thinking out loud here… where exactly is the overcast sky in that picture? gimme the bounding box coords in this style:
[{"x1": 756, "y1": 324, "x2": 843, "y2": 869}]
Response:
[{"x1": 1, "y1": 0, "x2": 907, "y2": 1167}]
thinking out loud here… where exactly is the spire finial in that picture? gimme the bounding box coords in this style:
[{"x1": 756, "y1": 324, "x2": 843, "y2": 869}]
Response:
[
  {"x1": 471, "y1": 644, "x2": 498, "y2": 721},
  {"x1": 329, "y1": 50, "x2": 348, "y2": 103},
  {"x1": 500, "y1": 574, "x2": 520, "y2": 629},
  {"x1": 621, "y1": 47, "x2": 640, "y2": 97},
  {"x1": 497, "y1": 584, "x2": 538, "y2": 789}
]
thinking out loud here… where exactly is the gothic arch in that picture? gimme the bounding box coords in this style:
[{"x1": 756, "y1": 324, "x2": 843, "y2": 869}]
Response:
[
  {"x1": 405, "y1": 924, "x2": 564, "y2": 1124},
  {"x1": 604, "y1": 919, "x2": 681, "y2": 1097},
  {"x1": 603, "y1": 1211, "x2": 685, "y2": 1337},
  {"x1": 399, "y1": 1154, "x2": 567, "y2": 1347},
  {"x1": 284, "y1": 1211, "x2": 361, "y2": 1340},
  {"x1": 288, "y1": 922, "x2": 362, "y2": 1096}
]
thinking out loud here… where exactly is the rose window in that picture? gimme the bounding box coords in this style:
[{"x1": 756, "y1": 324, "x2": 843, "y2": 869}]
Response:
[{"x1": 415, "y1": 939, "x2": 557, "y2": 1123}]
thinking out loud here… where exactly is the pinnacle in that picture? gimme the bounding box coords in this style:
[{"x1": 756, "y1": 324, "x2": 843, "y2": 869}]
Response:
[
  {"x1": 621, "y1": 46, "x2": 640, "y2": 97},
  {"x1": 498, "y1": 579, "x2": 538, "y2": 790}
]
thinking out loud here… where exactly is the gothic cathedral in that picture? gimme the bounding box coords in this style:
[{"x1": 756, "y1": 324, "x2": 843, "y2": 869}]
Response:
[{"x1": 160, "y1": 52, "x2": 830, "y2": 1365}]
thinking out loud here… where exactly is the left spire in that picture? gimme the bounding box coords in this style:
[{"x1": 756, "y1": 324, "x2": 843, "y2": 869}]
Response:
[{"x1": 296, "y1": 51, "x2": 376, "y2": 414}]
########
Directions for this task: Print nothing but the lines from the line with "thinking out loud here… where exactly is the gothic cathedral" to the last line of the records above. Both of those lines count.

Task answer:
thinking out loud here… where exactly is the gothic cathedral in that picture? gimme the bounding box coords in this style:
[{"x1": 756, "y1": 324, "x2": 843, "y2": 869}]
Response:
[{"x1": 160, "y1": 52, "x2": 830, "y2": 1365}]
thinking out loud here… where exactly is the left spire in that picture? gimme the bounding box coords in this style:
[{"x1": 756, "y1": 324, "x2": 843, "y2": 869}]
Response:
[{"x1": 296, "y1": 51, "x2": 376, "y2": 414}]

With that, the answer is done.